** Objective **
Restate all of the data exactly.

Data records
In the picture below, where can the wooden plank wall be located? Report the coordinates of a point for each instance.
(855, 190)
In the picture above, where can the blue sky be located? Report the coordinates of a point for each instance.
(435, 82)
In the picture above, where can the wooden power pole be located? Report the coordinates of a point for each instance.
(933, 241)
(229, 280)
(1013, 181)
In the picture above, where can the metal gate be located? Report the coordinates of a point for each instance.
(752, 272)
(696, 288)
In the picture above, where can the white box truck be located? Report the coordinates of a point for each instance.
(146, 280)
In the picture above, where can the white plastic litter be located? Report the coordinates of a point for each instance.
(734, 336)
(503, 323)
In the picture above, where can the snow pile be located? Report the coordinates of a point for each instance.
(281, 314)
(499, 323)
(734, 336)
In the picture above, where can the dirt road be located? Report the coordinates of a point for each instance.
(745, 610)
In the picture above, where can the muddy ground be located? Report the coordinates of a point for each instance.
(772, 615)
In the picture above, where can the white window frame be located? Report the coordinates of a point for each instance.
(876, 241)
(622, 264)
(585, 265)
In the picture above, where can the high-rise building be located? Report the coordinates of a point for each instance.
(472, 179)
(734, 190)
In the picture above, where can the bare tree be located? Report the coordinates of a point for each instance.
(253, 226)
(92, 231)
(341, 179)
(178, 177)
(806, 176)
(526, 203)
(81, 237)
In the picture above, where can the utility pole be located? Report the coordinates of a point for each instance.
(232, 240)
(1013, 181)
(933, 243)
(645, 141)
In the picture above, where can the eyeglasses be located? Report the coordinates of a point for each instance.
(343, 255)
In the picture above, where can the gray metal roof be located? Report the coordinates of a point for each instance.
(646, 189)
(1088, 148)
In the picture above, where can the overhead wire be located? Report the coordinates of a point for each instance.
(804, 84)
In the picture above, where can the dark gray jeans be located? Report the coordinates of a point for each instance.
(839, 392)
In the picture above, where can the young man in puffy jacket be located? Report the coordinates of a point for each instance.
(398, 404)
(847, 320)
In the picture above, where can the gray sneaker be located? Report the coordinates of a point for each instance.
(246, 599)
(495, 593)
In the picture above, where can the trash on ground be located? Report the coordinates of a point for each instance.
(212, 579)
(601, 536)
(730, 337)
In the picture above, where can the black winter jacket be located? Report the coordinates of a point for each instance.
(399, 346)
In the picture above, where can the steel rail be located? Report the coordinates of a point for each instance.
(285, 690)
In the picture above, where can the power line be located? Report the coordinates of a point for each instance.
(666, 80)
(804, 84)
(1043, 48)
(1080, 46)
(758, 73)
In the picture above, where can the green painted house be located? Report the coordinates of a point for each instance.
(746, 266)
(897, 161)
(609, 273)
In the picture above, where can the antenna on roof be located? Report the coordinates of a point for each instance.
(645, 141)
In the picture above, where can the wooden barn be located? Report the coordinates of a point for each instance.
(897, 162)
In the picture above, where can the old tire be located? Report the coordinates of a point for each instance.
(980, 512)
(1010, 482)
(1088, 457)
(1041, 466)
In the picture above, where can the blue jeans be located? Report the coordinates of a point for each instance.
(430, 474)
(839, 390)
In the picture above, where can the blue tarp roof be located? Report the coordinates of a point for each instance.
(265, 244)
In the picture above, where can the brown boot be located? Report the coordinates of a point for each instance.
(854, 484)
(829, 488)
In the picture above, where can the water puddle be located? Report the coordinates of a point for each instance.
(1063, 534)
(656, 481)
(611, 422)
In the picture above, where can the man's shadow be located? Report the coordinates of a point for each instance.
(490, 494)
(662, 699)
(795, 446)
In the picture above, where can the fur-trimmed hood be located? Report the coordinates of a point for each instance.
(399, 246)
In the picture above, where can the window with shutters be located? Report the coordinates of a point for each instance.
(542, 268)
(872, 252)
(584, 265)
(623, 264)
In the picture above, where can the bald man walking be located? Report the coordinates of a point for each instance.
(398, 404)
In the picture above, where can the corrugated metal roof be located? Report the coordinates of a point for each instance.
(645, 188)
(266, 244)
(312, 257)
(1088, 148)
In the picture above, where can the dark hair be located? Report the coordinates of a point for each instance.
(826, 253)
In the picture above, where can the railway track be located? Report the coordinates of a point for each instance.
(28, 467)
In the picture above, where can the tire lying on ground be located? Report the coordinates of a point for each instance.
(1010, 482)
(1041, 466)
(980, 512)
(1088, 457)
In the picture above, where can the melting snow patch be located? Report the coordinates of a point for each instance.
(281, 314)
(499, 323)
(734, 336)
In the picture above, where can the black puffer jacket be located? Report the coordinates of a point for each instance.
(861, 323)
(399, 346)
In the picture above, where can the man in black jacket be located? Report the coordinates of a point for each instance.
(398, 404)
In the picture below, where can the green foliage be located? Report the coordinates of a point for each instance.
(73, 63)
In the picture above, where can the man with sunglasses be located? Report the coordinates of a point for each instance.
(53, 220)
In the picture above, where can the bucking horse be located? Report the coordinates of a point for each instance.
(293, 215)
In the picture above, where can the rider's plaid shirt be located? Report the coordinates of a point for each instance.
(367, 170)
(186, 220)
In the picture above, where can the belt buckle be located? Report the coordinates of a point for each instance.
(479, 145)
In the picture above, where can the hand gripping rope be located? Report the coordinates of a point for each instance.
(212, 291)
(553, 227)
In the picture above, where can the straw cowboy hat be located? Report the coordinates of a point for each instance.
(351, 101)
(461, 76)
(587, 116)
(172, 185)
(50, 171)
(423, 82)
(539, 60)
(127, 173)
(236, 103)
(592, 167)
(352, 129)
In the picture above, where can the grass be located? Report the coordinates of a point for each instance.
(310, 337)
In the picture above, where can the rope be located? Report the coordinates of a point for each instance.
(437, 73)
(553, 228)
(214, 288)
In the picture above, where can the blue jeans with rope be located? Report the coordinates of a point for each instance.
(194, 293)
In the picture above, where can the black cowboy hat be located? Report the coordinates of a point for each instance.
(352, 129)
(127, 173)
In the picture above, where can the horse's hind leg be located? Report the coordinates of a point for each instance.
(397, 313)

** Full output **
In the picture below, where can the wooden plank wall be located? Report the coordinates of a point for each instance.
(855, 190)
In the picture above, where can the blue sky be located? Report the coordinates of a point for each instance.
(435, 82)
In the picture above, where can the wooden power pole be located? Report the coordinates of a point for each instance.
(933, 241)
(229, 280)
(1013, 181)
In the picture above, where can the metal gate be located? Report the coordinates of a point for each instance.
(752, 272)
(696, 288)
In the picture above, where can the white box truck be located? Report the coordinates of a point for each instance.
(146, 280)
In the picture above, where can the white plastic litter be located? Report the coordinates of a point for each instance.
(734, 336)
(503, 323)
In the picture above, where can the snow pile be located? Report the coordinates of a point for each instance.
(281, 314)
(499, 323)
(734, 336)
In the picture above, where can the dirt road be located? Report the coordinates of a point for each instance.
(745, 610)
In the picture above, where can the muddy ground be located? Report the coordinates of a point for each instance.
(772, 615)
In the picture above, where can the white window frame be located? Report the coordinates of a point for each instance.
(876, 241)
(622, 264)
(585, 265)
In the picture above, where can the high-rise building be located? Report the coordinates of a point for each instance.
(472, 179)
(734, 190)
In the picture above, where can the bare tree be located? Report the coordinates of a point for each instance.
(253, 226)
(92, 231)
(341, 179)
(178, 177)
(806, 176)
(526, 203)
(81, 237)
In the picture above, where can the utility pole be located? Report the coordinates of a point for each instance.
(232, 240)
(1013, 181)
(933, 243)
(645, 141)
In the picture above, where can the eyeglasses be located? Report the coordinates of a point for each instance.
(343, 255)
In the picture above, where can the gray metal roof be located? Report the coordinates of a point for each instance.
(646, 189)
(1088, 148)
In the picture above, where can the overhead wire be located? Report the coordinates of a point for each instance.
(804, 84)
In the picture above, where can the dark gray jeans be located? Report the coordinates of a point for each instance.
(839, 392)
In the picture above, where can the young man in puffy jacket be located? Report the coordinates of a point for each instance.
(398, 404)
(847, 320)
In the picture above, where can the gray sneaker be located? Report the coordinates of a point for each instance.
(246, 599)
(495, 593)
In the picture above, where can the trash on ground be located? Report the coordinates of a point for each instance.
(212, 579)
(601, 536)
(730, 337)
In the picture above, where can the black winter jacket be located? Report the coordinates of a point for each instance.
(399, 346)
In the picture above, where can the steel rail be located? Report the coordinates of a point for each instance.
(285, 690)
In the picture above, where can the power line be located? Report the coordinates of a point for each instance.
(666, 80)
(804, 84)
(1043, 48)
(1080, 46)
(758, 73)
In the picture above, where can the green painted house be located? Report the coordinates of a point for each instance.
(746, 266)
(897, 161)
(609, 273)
In the picture above, where can the antenna on roof be located? Report the coordinates of a point for each instance.
(645, 141)
In the picture above, where can the wooden barn be located? Report the coordinates of a point for each instance.
(897, 162)
In the picture above, where can the old tire be located? Report the coordinates of a point for each instance.
(980, 512)
(1010, 482)
(1088, 457)
(1041, 466)
In the picture above, where can the blue jeans be located? Report the coordinates of a point for each instance.
(430, 474)
(839, 390)
In the picture above, where can the blue tarp roof be located? Report the coordinates of a point for each instance.
(265, 244)
In the picture above, where can the brown boot be located? Report the coordinates of a point for each instance.
(854, 484)
(829, 488)
In the picture above, where can the water puddle be located? Report the coordinates of a point for each instance.
(1063, 534)
(656, 481)
(611, 422)
In the picture above, where can the man's shadow be located? Report the coordinates of a point for each instance.
(490, 494)
(662, 699)
(795, 446)
In the picture above, where can the fur-trimmed hood be located? Report the coordinates of a point for each instance.
(399, 246)
In the picture above, where can the window with shutters be located? Report the coordinates of a point for each instance.
(542, 268)
(872, 252)
(584, 265)
(623, 264)
In the picture above, where can the bald man walking be located? Report the coordinates of a point for each instance.
(398, 404)
In the picture above, where can the corrugated metal roof be located? Report the coordinates of a point for each instance.
(645, 188)
(266, 244)
(312, 257)
(1088, 148)
In the picture above, where can the dark hair be located? Report the coordinates of a point for each instance.
(826, 253)
In the picture above, where can the railway track be located? Report the coordinates of a point for each instance.
(28, 467)
In the picture above, where can the tire lying on ground be located? Report the coordinates of a point for each instance.
(1010, 482)
(1041, 466)
(980, 512)
(1088, 457)
In the picture above, where can the melting snow patch be located? Report the coordinates of a point for each instance.
(281, 314)
(499, 323)
(734, 336)
In the picture above, where can the black puffer jacket be located? Report the coordinates of a point for each instance.
(861, 323)
(399, 346)
In the picture above, where can the man in black jacket be located? Report the coordinates of a point for each instance.
(398, 404)
In the picture below, where can the green foliage be located? Report the coordinates of a point for each instance.
(73, 63)
In the picture above, where can the man with sunglasses be located? Report the coordinates of a point for each instance.
(53, 220)
In the picture above, where can the bucking horse be located? Report the coordinates of a point for each instance.
(293, 215)
In the picture above, where can the rider's plaid shirt be located? Report the coordinates of a point for each instance.
(367, 170)
(186, 220)
In the picture above, where can the belt buckle be located? Report the coordinates of a point for each instance.
(479, 145)
In the picture above, where can the hand gripping rope be located? Report the coordinates of a point for each instance.
(212, 291)
(553, 227)
In the picture above, where can the straw cowboy hat be located? Report the coordinates of a point for each instance.
(351, 101)
(461, 76)
(587, 116)
(172, 185)
(50, 171)
(423, 82)
(539, 60)
(127, 173)
(236, 103)
(592, 167)
(352, 129)
In the picture above, where can the grass be located? Report the coordinates of a point for each instance.
(310, 337)
In the picture above, where can the rope be located? Report the coordinates of a point for each instance.
(437, 73)
(553, 228)
(214, 288)
In the picture above, where can the blue jeans with rope be located? Report the coordinates of a point for each instance.
(194, 293)
In the picture above, where can the black cowboy hat be located? Report the coordinates of a point for each instance.
(352, 129)
(127, 173)
In the picture above, where can the horse's hind leg be located? Report the coordinates of a point for each instance.
(397, 313)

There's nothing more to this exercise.